Pick out every line in the data below that contains the word "butterfly", and copy each one in full. Case counts.

◆ **Supplied information**:
++++++
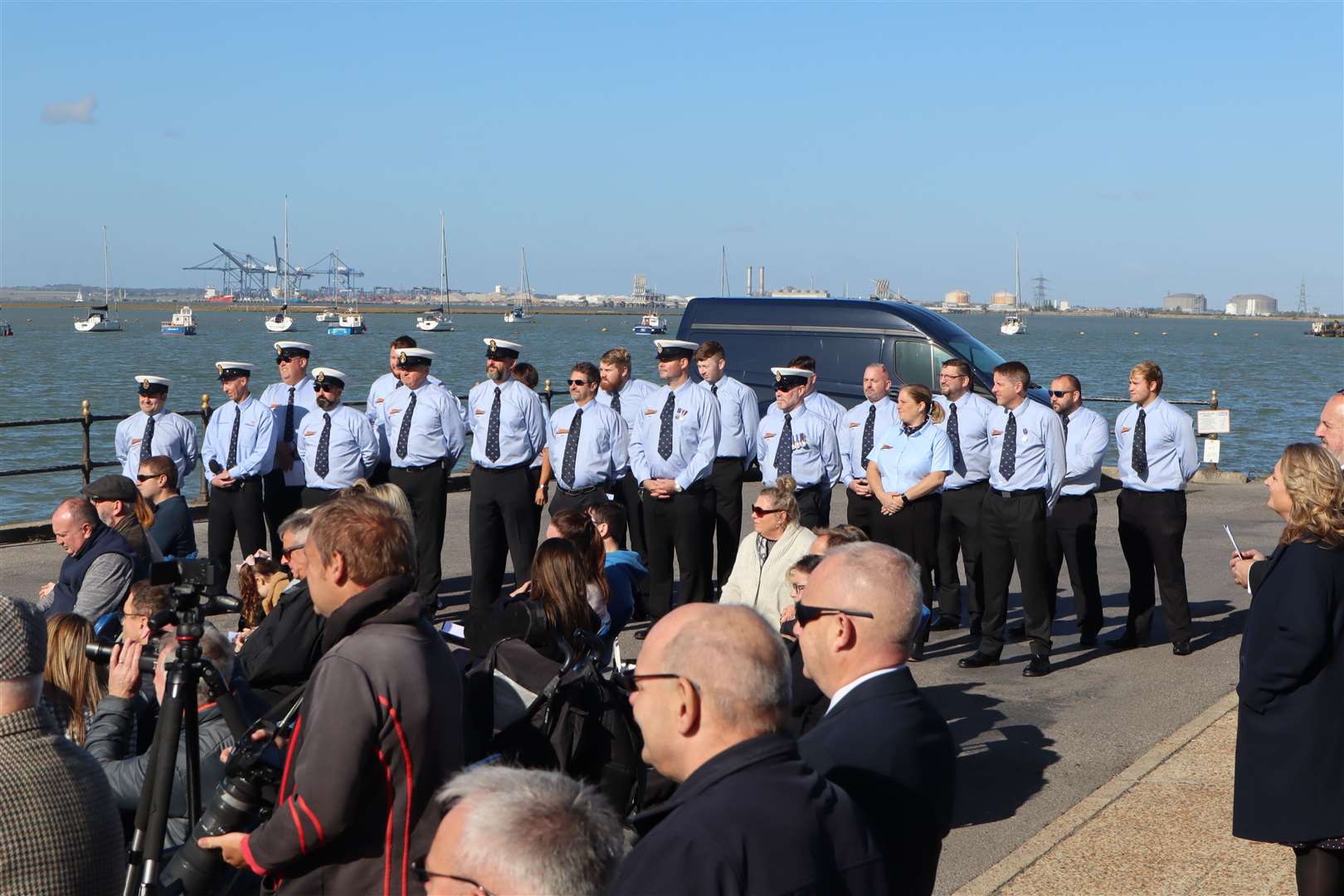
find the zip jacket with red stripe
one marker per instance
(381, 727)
++++++
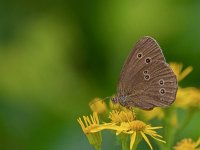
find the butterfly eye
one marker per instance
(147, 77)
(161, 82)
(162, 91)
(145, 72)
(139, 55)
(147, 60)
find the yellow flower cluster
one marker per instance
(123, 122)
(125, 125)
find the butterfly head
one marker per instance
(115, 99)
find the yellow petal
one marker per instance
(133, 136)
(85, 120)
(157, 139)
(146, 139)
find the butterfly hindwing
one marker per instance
++++++
◆ **Exercise result**:
find the butterfly eye
find the butterfly head
find the butterfly hindwing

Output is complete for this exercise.